Work instruction:
Once the line with "<point>534,225</point>" is found in the entries below, print it and each following line exactly, stopping after the line with "Target: green foliage"; print nothing else.

Segment Start: Input

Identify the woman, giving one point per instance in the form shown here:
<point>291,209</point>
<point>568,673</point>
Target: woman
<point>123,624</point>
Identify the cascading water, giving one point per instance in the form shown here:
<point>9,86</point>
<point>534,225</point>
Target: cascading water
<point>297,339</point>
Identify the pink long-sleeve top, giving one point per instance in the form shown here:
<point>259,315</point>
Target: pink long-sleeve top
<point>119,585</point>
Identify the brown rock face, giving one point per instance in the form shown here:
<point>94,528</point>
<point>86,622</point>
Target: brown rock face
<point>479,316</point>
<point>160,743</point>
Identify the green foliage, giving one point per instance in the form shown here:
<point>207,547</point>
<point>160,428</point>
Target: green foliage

Segment End: Input
Segment Start: Input

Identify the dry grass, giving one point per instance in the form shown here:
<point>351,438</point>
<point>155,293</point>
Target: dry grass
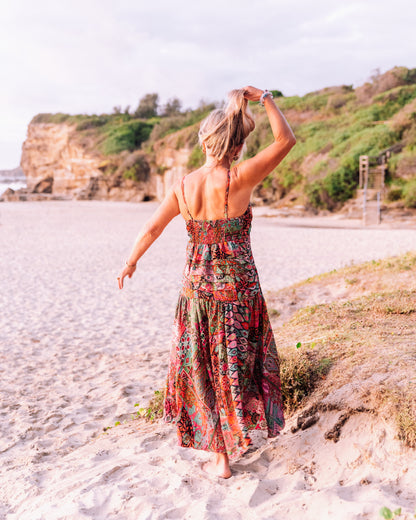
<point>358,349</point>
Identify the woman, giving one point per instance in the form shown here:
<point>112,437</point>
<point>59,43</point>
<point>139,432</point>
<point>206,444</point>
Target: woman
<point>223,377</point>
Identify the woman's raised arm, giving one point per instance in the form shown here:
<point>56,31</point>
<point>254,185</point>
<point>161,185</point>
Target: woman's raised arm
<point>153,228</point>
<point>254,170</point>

Segment End: Input

Written solution:
<point>534,225</point>
Target: cascading water
<point>297,339</point>
Identify the pink long-sleeve top, giving one point per instance in the form shown here:
<point>259,315</point>
Target: pink long-sleeve top
<point>119,585</point>
Identify the brown rock face, giving one point per instance in the form shown here:
<point>94,528</point>
<point>86,622</point>
Target: brown rock face
<point>479,316</point>
<point>160,743</point>
Identify the green foliage, giving one point per instance in the form shown here:
<point>207,547</point>
<point>160,428</point>
Target: green foliage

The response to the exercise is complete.